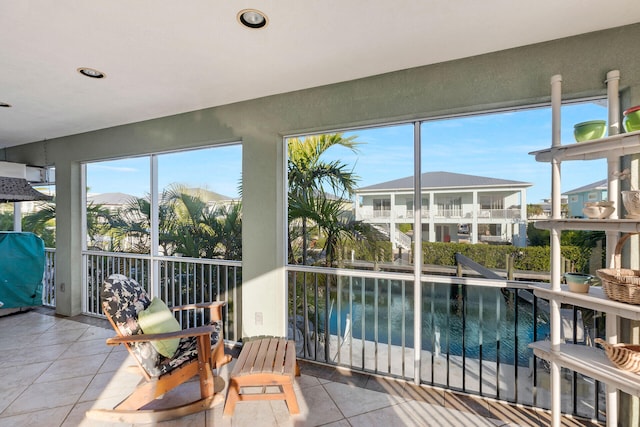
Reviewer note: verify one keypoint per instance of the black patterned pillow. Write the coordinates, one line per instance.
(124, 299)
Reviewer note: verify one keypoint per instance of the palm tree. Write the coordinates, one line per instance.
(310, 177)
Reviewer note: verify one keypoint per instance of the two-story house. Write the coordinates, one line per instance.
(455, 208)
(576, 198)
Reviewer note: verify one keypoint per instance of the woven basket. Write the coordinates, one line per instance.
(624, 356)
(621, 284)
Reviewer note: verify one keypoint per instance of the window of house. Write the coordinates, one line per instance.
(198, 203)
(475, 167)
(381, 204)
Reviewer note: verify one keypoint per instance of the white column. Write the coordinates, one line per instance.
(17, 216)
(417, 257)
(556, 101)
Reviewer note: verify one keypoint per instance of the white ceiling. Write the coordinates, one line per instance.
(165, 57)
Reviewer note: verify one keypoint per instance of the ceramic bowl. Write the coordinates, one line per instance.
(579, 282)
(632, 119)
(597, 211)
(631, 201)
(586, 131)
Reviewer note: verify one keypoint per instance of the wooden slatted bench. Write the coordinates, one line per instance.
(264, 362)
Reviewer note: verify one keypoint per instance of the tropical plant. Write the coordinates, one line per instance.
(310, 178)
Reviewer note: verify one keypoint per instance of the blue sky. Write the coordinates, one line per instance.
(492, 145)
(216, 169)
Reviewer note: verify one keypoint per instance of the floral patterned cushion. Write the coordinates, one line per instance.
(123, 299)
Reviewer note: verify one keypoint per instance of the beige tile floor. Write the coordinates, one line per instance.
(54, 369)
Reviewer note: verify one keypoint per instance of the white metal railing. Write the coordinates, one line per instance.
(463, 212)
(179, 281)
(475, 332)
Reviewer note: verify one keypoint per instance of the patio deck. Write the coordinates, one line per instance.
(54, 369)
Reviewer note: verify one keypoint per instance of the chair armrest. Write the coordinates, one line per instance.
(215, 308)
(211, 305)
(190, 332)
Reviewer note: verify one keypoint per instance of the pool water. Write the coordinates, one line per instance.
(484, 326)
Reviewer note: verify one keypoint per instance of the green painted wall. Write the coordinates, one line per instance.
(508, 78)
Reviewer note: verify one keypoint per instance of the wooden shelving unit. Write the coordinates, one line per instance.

##############################

▶ [EXERCISE]
Reproduce exactly the lines running from the one with "Reviewer note: verify one keypoint per instance of the pool" to the last line of the listing above. Add nothing else.

▶ [ANSWER TO THIS PROBLEM]
Reviewer note: verify one keypoint per instance of the pool water. Write the coordinates, one line per instance.
(484, 326)
Reviewer note: verify one keypoint per instance of the green painted wall. Write the coordinates, one line per instance.
(508, 78)
Reviewer note: verify one keypoint per instance of the wooden shelving unit. Write the coordinates, one line per instance.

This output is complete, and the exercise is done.